• _GIVEN ENTRIES_:
■ ■ ■ ■ ■

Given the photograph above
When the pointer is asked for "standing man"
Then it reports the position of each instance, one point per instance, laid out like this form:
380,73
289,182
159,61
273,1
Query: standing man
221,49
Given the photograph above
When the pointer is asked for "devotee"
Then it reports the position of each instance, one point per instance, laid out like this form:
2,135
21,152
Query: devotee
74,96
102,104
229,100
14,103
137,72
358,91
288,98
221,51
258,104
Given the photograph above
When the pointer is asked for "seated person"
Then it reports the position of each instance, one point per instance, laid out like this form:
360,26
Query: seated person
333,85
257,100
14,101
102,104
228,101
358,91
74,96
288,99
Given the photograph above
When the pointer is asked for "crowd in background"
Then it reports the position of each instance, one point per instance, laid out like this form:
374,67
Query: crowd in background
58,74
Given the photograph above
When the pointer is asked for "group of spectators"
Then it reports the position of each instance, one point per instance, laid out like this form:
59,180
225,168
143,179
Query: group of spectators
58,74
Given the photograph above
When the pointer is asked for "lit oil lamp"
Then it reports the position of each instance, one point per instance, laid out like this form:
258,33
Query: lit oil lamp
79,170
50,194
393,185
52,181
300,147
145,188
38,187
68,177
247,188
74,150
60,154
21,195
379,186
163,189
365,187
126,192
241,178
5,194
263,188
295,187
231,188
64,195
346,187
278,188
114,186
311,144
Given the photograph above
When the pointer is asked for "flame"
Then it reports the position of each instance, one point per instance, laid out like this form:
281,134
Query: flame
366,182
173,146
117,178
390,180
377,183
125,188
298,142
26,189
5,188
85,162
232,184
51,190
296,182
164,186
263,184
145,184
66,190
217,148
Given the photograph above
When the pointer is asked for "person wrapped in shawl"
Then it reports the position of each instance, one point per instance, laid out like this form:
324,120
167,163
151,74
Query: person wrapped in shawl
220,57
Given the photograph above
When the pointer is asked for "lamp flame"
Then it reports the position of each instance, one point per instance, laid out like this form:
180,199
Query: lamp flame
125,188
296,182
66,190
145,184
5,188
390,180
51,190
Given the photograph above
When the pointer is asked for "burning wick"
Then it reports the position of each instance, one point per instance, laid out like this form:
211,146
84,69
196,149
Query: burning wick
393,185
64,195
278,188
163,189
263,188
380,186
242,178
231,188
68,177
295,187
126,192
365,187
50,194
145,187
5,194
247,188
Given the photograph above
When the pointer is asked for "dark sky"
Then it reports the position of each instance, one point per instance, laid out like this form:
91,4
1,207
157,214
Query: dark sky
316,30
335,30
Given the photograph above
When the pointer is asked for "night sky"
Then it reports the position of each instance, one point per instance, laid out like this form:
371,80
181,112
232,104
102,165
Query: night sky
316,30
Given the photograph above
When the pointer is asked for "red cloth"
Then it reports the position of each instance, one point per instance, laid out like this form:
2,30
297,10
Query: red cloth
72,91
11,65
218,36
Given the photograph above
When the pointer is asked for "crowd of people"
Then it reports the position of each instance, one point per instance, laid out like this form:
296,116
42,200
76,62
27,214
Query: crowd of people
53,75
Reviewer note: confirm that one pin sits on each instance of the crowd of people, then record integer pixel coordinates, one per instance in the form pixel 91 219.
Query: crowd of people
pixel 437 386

■ ■ ■ ■ ■

Update all of the records above by replacing every "pointer" with "locator". Leave everything else unchanged.

Given the photograph above
When the locator is asked for "standing man"
Then it reports the position of each instance, one point per instance, laid out like this form:
380,73
289,182
159,61
273,1
Query: standing man
221,49
Given the photograph above
When the locator is asked for "devotee"
Then it reports the position of each instance, one point per instance, laid out like this form:
2,135
21,152
Query: devotee
74,96
102,104
229,100
14,103
137,72
358,91
288,98
221,51
258,104
Given the photograph above
When the locator is asked for "seated person"
Then it reports the position of each instance, one point per instance, laid out like this form:
360,26
Query: seated person
333,85
257,100
14,101
102,104
228,101
358,91
74,96
288,99
Given the photograph above
When the locator is asked for "crowd in background"
Then it reports the position of each instance, one point per instance, laid out like this form:
374,67
Query: crowd in background
58,74
Given the photograph above
When the locator is asked for "group of spectators"
Then it reports the position of each instance, one point per instance, laid out like this form:
59,180
225,168
143,179
Query: group of spectators
58,74
Given the photograph above
When the locator is asked for "lit oil lamp"
Then it reports the position of each instance, one point per instance, laid out like this form:
258,33
Query: lit oil lamp
79,170
50,194
393,185
52,181
300,147
145,188
38,187
68,177
247,188
74,150
60,154
21,195
379,186
163,189
365,187
126,192
241,178
5,194
263,188
295,187
231,188
64,195
346,187
278,188
114,186
311,144
Given the photograph above
When the locator is asked for "flame"
Then it reports the position of each instance, one point per instance, laid out like this form:
281,134
Query: flame
366,182
173,146
117,178
390,180
377,183
125,188
298,142
26,189
5,188
85,162
232,184
51,190
296,182
164,186
263,184
145,184
66,190
217,148
Given the photograph above
When the locator is asked for "person wrapped in shawl"
Then it reports the position of each instance, one point per instance, laid out like this form:
324,120
167,163
151,74
Query: person wrapped in shawl
220,57
Given the photograph above
When the locator is asked for "lamp flame"
Then it reports the position of each instance, one point per instance, laid out like this form:
180,199
Query: lamp flame
125,188
296,182
66,190
145,184
5,188
390,180
51,190
Given the photograph above
When the locator is asked for "burning wick"
Then it reports the position of each instance, one point per instance, laid out like this form:
211,146
84,69
196,149
Query: burning wick
393,185
64,195
278,188
163,189
263,188
380,186
242,178
231,188
68,177
295,187
126,192
365,187
50,194
145,187
5,194
247,188
Given the photograph above
When the locator is asked for "dark sky"
Then it reports the position of each instance, one point per instance, laid out like this form:
91,4
1,207
157,214
Query: dark sky
316,30
335,30
Given the photograph above
When the locator is asked for "night sky"
Then it reports the position of each instance, one point per instance, laid out like this form:
371,80
181,112
232,104
102,165
Query: night sky
316,30
Given the photograph above
When the locator is asked for "red cloth"
Then it reports the position of each instance, one point per instance, laid out like this form:
2,30
297,10
Query: red cloth
72,91
11,65
218,36
Given the photograph above
When the locator is asked for "crowd of people"
Then it reports the position of each instance, one point per instance, laid out like this form:
296,116
42,200
76,62
27,214
Query: crowd of people
53,75
Reviewer note: confirm that one pin sits on each instance of the crowd of people, then record integer pixel coordinates, one per instance in the form pixel 91 219.
Query: crowd of people
pixel 437 386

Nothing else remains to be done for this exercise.